------ Task material ------

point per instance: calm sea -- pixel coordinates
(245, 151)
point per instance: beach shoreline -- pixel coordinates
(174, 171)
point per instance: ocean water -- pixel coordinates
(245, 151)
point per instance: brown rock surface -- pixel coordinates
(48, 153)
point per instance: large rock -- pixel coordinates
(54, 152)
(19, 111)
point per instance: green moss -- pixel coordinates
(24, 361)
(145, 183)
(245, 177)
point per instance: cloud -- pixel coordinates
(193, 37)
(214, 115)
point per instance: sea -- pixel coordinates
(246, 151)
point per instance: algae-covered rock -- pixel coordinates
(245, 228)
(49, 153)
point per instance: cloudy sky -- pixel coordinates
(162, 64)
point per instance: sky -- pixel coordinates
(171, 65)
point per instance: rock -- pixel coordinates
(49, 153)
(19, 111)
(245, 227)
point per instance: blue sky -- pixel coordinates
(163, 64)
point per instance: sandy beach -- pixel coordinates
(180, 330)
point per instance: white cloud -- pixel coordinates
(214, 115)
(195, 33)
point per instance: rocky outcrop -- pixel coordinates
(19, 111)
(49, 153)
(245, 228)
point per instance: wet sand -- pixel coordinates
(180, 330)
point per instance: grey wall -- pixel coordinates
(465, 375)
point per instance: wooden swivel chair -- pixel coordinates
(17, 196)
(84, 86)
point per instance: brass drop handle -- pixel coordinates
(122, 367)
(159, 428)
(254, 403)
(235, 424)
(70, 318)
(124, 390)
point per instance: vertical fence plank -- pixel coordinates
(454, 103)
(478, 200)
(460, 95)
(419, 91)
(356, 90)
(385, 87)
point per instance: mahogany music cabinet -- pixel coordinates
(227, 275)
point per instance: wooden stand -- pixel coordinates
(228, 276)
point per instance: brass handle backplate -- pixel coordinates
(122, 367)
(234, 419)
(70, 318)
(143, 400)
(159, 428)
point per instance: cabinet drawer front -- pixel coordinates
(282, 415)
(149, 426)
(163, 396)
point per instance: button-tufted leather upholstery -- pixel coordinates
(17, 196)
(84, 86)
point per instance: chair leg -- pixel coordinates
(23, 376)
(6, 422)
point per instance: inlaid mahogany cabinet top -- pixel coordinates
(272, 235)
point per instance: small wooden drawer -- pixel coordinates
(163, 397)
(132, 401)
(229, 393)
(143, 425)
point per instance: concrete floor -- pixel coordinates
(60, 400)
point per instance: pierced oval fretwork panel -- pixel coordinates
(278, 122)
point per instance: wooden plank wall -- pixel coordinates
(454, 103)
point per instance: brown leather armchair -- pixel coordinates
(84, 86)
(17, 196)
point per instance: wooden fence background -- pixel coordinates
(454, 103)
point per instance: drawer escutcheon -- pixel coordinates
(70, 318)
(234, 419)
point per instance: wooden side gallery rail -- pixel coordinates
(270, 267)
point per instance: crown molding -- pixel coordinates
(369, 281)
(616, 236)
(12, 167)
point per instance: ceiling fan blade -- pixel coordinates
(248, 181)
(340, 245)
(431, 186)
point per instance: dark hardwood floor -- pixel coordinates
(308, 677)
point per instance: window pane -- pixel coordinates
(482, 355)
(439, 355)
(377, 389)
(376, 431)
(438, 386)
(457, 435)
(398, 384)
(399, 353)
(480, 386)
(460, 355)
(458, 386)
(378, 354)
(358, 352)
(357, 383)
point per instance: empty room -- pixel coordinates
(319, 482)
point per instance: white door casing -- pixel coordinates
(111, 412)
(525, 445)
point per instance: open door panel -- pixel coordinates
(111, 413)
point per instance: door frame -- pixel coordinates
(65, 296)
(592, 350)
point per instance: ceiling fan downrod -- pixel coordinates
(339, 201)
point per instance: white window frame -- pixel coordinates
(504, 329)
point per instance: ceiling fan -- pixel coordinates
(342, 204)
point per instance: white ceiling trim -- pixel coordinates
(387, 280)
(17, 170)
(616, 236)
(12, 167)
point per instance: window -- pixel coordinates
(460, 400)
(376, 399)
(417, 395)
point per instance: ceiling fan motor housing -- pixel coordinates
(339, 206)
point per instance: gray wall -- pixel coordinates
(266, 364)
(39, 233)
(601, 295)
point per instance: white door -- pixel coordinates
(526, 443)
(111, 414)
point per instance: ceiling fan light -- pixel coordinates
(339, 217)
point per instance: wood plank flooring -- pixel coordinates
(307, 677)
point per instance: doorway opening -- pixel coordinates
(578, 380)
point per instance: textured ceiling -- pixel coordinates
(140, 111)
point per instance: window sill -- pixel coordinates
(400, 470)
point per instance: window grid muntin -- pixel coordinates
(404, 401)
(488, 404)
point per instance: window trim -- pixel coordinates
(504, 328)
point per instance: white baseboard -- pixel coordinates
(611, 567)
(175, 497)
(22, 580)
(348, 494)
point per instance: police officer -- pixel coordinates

------

Instruction >> Update all of the records above, changing each "pixel coordinates" to "image coordinates" and leaving everything else as it is.

Correct output >>
point per instance: calm sea -- image coordinates
(245, 151)
point per instance: beach shoreline -- image coordinates
(174, 171)
point per instance: ocean water -- image coordinates
(245, 151)
point per instance: brown rock surface -- image coordinates
(48, 153)
point per instance: large rock -- image coordinates
(54, 152)
(19, 111)
point per instance: green moss -- image coordinates
(24, 361)
(145, 183)
(245, 177)
point per instance: cloud -- image coordinates
(193, 37)
(214, 115)
point per instance: sea -- image coordinates
(246, 151)
point per instance: algae-covered rock -- image coordinates
(245, 228)
(49, 153)
point per instance: cloudy sky -- image coordinates
(162, 64)
point per instance: sky -- image coordinates
(171, 65)
point per instance: rock -- image coordinates
(49, 153)
(19, 111)
(245, 227)
point per instance: blue sky -- image coordinates
(163, 64)
point per instance: sandy beach -- image coordinates
(180, 330)
point per instance: white cloud -- image coordinates
(214, 115)
(195, 33)
point per instance: rocky outcrop -- image coordinates
(19, 111)
(49, 153)
(245, 228)
point per instance: wet sand -- image coordinates
(180, 330)
point per instance: grey wall -- image coordinates
(465, 375)
point per instance: wooden swivel chair -- image coordinates
(17, 196)
(84, 86)
point per instance: brass drop handle -- image coordinates
(122, 367)
(159, 428)
(254, 403)
(235, 424)
(70, 318)
(124, 390)
point per instance: vertical fence plank -- image coordinates
(454, 103)
(478, 200)
(460, 95)
(419, 91)
(356, 90)
(385, 87)
point per instance: mahogany music cabinet -- image coordinates
(227, 275)
point per instance: wooden stand -- image coordinates
(228, 276)
point per instance: brass handle backplate -- image coordinates
(122, 367)
(234, 419)
(70, 318)
(143, 400)
(159, 428)
point per instance: cabinet drawer front -- image coordinates
(282, 415)
(149, 426)
(163, 396)
point per instance: button-tufted leather upholstery -- image coordinates
(17, 196)
(84, 86)
point per instance: chair leg -- image coordinates
(23, 376)
(6, 422)
point per instance: inlaid mahogany cabinet top -- image coordinates
(272, 235)
point per instance: small wooden drawer -- image coordinates
(163, 397)
(132, 401)
(229, 393)
(143, 425)
point per instance: concrete floor -- image coordinates
(60, 400)
point per instance: pierced oval fretwork panel -- image coordinates
(278, 122)
point per instance: wooden plank wall -- image coordinates
(454, 103)
point per instance: brown leather armchair -- image coordinates
(84, 86)
(17, 196)
point per instance: wooden fence background -- image coordinates
(454, 103)
point per instance: drawer escutcheon -- image coordinates
(70, 318)
(234, 419)
point per instance: wooden side gallery rail -- image coordinates
(270, 267)
point per instance: crown molding -- image coordinates
(369, 281)
(616, 236)
(12, 167)
point per instance: ceiling fan blade -- image coordinates
(248, 181)
(340, 245)
(431, 186)
point per instance: dark hardwood floor -- image coordinates
(308, 677)
point per instance: window pane -- image coordinates
(482, 355)
(439, 355)
(377, 389)
(376, 431)
(438, 386)
(457, 435)
(398, 384)
(399, 353)
(480, 386)
(460, 355)
(458, 386)
(378, 354)
(358, 352)
(357, 383)
point per instance: empty room -- image coordinates
(319, 482)
point per instance: white door casing -- image coordinates
(111, 412)
(525, 445)
point per instance: open door panel -- image coordinates
(111, 413)
point per instance: door frame -- image coordinates
(65, 296)
(592, 350)
point per instance: ceiling fan downrod -- image coordinates
(339, 201)
point per instance: white window frame -- image coordinates
(504, 329)
point per instance: ceiling fan -- image coordinates
(342, 204)
point per instance: white ceiling trim -- image coordinates
(387, 280)
(17, 170)
(616, 236)
(12, 167)
point per instance: window -- image coordinates
(460, 400)
(376, 399)
(417, 395)
point per instance: ceiling fan motor housing -- image coordinates
(339, 206)
point per instance: gray wall -- image coordinates
(266, 364)
(39, 233)
(601, 295)
point per instance: white door -- image coordinates
(526, 443)
(111, 414)
point per instance: ceiling fan light -- image coordinates
(339, 217)
point per instance: wood plank flooring -- image coordinates
(307, 677)
point per instance: doorway opening -- image coordinates
(578, 380)
point per instance: textured ceiling -- image coordinates
(140, 111)
point per instance: window sill -- image coordinates
(400, 470)
point per instance: window grid muntin -- image coordinates
(404, 401)
(488, 404)
point per instance: window trim -- image coordinates
(504, 328)
point per instance: white baseboard -- image coordinates
(611, 567)
(175, 497)
(22, 580)
(348, 494)
point per instance: police officer -- image coordinates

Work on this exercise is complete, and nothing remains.